# Textaufgabe 1:
Schreiben Sie aus der Liste die Zeilen vom Anfang der Liste bis einschließlich der Zeile mit „92], [41, 104]]“ genau ab. Lassen Sie die Bilder dabei weg.

# Textabschnitt:
══════════

Bodensee speichert Strom: Forscher testen neue Technologie
Das deutsche Energiesystem braucht mehr Flexibilität. Doch für neue Pumpspeicher fehlen geeignete Standorte. Forscher des Fraunhofer-Instituts für Energiewirtschaft und Energiesystemtechnik (IEE) haben sich nun eine neue Lösung ausgedacht: Was, wenn wir das Prinzip von Pumpspeicher-Kraftwerken auf den Meeresboden übertragen?
Dazu haben die Wissenschaftler eine Betonkugel mit einer Unterwasser-Motorpumpe und einem Rohr ausgestattet. Wird ein Ventil geöffnet, strömt Wasser durch das Rohr in die Kugel hinein. Die integrierte Pumpe läuft dabei rückwärts und arbeitet als Turbine. Das Wasser treibt den Motor an, so dass Strom erzeugt wird. Damit wird der Speicher entladen.
Drei-Meter-Kugel im Bodensee
Ein Unterwasserkabel schafft dabei die Verbindung zum Stromnetz an Land oder zu einer schwimmenden Transformator-Station eines Offshore-Windparks. Soll Energie gespeichert werden, pumpt die Motorpumpe das Wasser gegen den Druck des umgebenden Wassers wieder aus der Kugel. Anschließend kann der Zyklus erneut beginnen.
In einem Feldversuch mit einer Drei-Meter-Kugel im Bodensee haben die Wissenschaftler zusammen mit Partnern bereits nachgewiesen, dass dieses Konzept gut funktioniert. Nun soll es auf einen größeren Speicher übertragen werden. Und zwar in einem küstennahen Gebiet vor Long Beach bei Los Angeles.
600 bis 800 Meter Tiefe
Bis spätestens Ende 2026 wollen die Projektpartner den Speicher in Betrieb nehmen. Das deutsche Bundesministerium für Wirtschaft und Klimaschutz fördert das Vorhaben mit knapp 3,4 Millionen Euro, das US-amerikanische Department of Energy mit rund vier Millionen US-Dollar.
Die Fachleute von Fraunhofer IEE haben errechnet, dass Wassertiefen von 600 bis 800 Metern aus wirtschaftlicher Perspektive ideale Standorte sind. Denn dort stehen Parameter wie der Druck, das nötige Kugelgewicht und die erforderliche Wandstärke in optimalem Verhältnis zueinander. Zudem kann man in dieser Tiefe noch konventionelle Unterwasser-Motorpumpen einsetzen. Auch ist es hier nicht nötig, hochfesten Spezialbeton zu verwenden.

══════════

Einträge zum Zeigen auf benannte Objekte:
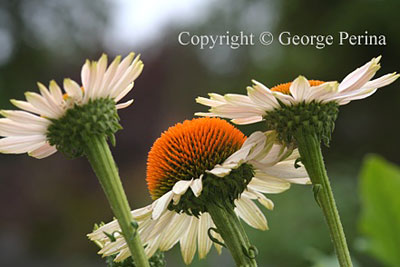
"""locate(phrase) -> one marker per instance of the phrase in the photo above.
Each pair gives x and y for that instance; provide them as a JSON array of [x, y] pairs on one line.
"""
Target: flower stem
[[101, 159], [233, 234], [310, 151]]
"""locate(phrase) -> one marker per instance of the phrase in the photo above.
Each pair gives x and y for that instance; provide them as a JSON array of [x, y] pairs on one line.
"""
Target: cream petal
[[51, 101], [204, 243], [25, 117], [11, 128], [284, 98], [41, 104], [142, 213], [284, 170], [181, 187], [360, 76], [124, 105], [381, 81], [209, 102], [189, 240], [161, 204], [197, 186], [85, 76], [266, 184], [244, 121], [221, 171], [262, 96], [161, 225], [171, 237], [300, 89], [129, 76], [100, 71], [152, 246], [121, 70], [323, 91], [43, 151], [73, 89], [124, 92], [263, 200], [21, 144], [250, 213], [108, 76], [56, 92]]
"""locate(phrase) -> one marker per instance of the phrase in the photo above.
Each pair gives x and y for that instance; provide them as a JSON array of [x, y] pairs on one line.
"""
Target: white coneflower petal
[[24, 117], [300, 88], [124, 105], [180, 222], [108, 77], [180, 215], [43, 111], [267, 184], [73, 89], [242, 121], [21, 144], [189, 240], [11, 128], [51, 101], [161, 204], [360, 76], [283, 170], [56, 92], [43, 151], [204, 243], [124, 92], [41, 104]]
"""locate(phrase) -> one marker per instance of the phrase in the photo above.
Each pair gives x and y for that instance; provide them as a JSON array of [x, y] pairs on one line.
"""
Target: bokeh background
[[48, 206]]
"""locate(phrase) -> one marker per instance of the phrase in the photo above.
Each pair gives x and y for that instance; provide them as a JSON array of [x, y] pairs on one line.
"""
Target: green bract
[[314, 118], [69, 133]]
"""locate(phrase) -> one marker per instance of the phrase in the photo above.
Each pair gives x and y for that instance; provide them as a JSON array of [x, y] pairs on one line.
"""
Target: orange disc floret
[[284, 87], [186, 150]]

══════════

# Textaufgabe 2:
Welche Wassertiefen gelten im Textabschnitt über den Unterwasser-Stromspeicher aus wirtschaftlicher Sicht als ideale Standorte?

# Aufgabenlösung 1:
"""locate(phrase) -> one marker per instance of the phrase in the photo above.
Each pair gives x and y for that instance; provide them as a JSON array of [x, y] pairs on one line.
"""
Target: flower stem
[[101, 159], [233, 234], [310, 151]]
"""locate(phrase) -> one marker per instance of the phrase in the photo above.
Each pair gives x and y for that instance; provide them as a JSON array of [x, y] pairs on one line.
"""
Target: cream petal
[[51, 101], [204, 243], [25, 117], [11, 128], [284, 98], [41, 104], [142, 213], [284, 170], [181, 187], [360, 76], [124, 105], [381, 81], [209, 102], [189, 240], [161, 204], [197, 186], [85, 76], [266, 184], [244, 121], [221, 171], [262, 96], [161, 225], [171, 237], [300, 89], [129, 76], [100, 71], [152, 246], [121, 70], [323, 91], [43, 151], [73, 89], [124, 92], [263, 200], [21, 144], [250, 213], [108, 76], [56, 92]]
"""locate(phrase) -> one marker per instance of the phrase in the photo above.
Each pair gives x and y for that instance; provide them as a JSON array of [x, y] pairs on one line.
"""
Target: white coneflower petal
[[24, 117], [300, 88], [124, 105], [180, 222], [108, 77], [180, 215], [43, 111], [267, 184], [73, 89], [242, 121], [21, 144], [189, 240], [11, 128], [51, 101], [161, 204], [360, 76], [283, 170], [56, 92], [43, 151], [204, 243], [124, 92], [41, 104]]

# Aufgabenlösung 2:
Wassertiefen von 600 bis 800 Metern.